Entries taken from a collection
——————————

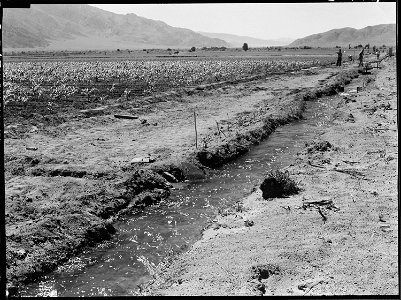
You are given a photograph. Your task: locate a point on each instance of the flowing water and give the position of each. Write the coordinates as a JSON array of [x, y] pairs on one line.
[[143, 239]]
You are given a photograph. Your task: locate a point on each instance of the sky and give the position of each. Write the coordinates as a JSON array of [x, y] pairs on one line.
[[263, 20]]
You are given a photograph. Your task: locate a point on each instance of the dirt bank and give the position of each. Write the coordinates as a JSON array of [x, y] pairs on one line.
[[66, 182], [338, 236]]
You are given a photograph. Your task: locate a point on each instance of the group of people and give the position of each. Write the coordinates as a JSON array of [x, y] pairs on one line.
[[360, 57]]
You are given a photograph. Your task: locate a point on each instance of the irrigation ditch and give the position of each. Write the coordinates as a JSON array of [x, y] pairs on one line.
[[54, 240]]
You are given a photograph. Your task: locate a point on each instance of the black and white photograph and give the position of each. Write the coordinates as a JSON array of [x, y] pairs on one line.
[[200, 149]]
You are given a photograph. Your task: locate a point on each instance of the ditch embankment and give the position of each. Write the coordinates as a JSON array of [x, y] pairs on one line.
[[338, 236], [66, 185]]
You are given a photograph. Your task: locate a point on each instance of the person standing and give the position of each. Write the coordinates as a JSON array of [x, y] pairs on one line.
[[361, 59], [339, 57]]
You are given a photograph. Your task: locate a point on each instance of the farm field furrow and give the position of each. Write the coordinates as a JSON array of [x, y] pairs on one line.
[[70, 175]]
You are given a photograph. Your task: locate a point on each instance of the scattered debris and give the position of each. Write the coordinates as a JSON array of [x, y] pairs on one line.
[[319, 146], [308, 286], [248, 223], [146, 159], [321, 213], [125, 117], [328, 204]]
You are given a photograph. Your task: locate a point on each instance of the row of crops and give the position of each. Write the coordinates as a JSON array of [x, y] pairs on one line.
[[97, 80]]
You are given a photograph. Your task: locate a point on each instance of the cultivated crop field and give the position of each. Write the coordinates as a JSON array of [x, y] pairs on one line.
[[50, 87]]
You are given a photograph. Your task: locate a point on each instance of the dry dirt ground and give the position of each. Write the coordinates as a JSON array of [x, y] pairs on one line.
[[338, 236], [67, 182]]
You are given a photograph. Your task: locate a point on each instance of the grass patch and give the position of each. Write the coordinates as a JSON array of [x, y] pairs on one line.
[[278, 184]]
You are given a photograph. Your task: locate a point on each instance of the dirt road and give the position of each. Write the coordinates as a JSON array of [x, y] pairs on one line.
[[339, 236]]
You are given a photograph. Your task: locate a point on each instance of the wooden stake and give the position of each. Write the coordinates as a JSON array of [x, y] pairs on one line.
[[196, 132]]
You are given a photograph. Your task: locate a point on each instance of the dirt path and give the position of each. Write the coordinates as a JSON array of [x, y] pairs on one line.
[[345, 244], [66, 184]]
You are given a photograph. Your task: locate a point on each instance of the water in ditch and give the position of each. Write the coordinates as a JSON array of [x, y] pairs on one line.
[[143, 239]]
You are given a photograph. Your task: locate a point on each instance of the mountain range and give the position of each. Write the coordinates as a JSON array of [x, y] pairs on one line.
[[83, 27], [384, 34], [79, 26]]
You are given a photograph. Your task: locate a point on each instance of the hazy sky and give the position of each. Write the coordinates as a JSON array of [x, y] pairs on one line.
[[263, 20]]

——————————

_To do_
After locating the line with "the dirt road", output that line and every later one exactly, through the end of the entries above.

_Solution for this task_
You are given a photograph. Your task: locate a point on each instance of the dirt road and give the position of each. Write the coordinates as a JSON array of [x, y] pairs on one line.
[[339, 236]]
You are given a photograph. Your task: locate a point on each instance of the wooden stake and give the position of each. Write the coordinates as a JSON array of [x, y] pairs on one line.
[[196, 132]]
You are given a photograph. Your task: locate a point on each instance of the dirt path and give the position of each. Write the coordinates as a JSON array of [x, y] pairs on one line.
[[345, 244], [66, 184]]
You are given a photograph. Your task: locate a point on each instance of the water in ditch and give the position of each. Write the coordinates as a JSON array of [x, y] pairs on one line.
[[143, 239]]
You are given a photograph. Your task: locate a point on each instance of the mountain range and give the position of each. Write the coordinates as a JSON array of [x, y] pairs on one line.
[[83, 27], [384, 34], [79, 26]]
You are given a photograph. Your task: locate a point on each instance of the hazy sky and give the position of each. Write the coordinates as a JSON array of [x, y] pairs on one line.
[[263, 20]]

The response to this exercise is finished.